## Instruction:
Gather every line from the rows below that contains the word "window", and copy each of those lines unchanged.
--- START OF Supplied records ---
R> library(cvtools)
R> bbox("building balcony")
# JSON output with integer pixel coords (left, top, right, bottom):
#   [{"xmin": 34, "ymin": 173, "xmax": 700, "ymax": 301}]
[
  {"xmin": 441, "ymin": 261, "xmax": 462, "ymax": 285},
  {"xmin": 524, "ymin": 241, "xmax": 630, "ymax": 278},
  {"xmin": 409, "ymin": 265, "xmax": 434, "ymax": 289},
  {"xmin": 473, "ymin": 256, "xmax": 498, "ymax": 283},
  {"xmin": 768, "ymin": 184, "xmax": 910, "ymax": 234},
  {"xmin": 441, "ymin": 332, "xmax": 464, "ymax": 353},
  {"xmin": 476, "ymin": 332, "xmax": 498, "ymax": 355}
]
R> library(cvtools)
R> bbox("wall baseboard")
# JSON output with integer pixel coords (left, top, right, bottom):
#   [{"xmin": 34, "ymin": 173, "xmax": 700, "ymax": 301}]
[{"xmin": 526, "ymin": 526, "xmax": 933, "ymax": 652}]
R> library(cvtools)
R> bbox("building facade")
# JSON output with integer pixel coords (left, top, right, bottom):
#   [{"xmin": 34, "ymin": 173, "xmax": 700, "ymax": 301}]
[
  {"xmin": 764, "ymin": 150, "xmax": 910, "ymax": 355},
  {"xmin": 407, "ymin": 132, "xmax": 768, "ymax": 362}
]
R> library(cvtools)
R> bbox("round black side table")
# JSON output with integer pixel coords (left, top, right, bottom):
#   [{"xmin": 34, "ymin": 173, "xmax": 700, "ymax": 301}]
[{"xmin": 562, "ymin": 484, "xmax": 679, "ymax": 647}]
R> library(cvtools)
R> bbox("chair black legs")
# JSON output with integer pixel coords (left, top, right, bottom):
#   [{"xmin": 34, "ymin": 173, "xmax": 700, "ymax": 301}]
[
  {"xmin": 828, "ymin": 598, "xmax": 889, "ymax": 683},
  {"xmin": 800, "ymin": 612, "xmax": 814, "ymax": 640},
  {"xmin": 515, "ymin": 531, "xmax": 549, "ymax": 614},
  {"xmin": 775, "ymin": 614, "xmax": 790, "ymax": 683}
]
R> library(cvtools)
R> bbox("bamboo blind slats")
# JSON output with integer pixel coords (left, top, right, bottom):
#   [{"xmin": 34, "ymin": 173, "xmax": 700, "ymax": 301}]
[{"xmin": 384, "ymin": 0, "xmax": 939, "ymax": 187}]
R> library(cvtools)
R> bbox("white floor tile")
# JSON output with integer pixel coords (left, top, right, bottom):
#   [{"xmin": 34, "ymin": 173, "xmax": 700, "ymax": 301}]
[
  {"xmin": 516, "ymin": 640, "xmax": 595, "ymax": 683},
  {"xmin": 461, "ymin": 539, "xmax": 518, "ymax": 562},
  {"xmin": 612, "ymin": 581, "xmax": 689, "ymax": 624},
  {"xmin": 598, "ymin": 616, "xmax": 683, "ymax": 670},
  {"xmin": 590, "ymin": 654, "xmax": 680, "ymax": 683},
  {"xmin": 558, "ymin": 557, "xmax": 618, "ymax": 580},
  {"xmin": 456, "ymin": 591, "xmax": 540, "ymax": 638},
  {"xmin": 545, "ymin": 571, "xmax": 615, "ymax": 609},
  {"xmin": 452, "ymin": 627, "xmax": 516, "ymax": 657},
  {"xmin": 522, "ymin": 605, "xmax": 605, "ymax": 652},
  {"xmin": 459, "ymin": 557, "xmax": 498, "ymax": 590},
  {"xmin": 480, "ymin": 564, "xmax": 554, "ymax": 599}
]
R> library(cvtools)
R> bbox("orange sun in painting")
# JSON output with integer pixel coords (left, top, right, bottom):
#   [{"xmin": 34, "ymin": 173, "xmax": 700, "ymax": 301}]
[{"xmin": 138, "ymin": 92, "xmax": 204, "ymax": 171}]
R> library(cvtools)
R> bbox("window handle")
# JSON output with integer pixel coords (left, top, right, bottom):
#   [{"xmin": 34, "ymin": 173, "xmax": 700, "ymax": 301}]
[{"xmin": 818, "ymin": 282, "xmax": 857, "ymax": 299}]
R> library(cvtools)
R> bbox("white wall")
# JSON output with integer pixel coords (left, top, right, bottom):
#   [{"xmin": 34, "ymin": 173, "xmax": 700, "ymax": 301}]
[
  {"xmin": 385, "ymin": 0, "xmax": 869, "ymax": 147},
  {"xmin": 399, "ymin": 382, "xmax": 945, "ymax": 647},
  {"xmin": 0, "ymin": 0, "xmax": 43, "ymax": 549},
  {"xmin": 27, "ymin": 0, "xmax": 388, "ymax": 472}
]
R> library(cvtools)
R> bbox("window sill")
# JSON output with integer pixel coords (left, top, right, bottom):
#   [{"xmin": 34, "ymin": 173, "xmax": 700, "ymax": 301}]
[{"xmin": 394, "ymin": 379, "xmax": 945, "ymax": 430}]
--- END OF Supplied records ---
## Result of the task:
R> bbox("window handle")
R> bbox("window sill")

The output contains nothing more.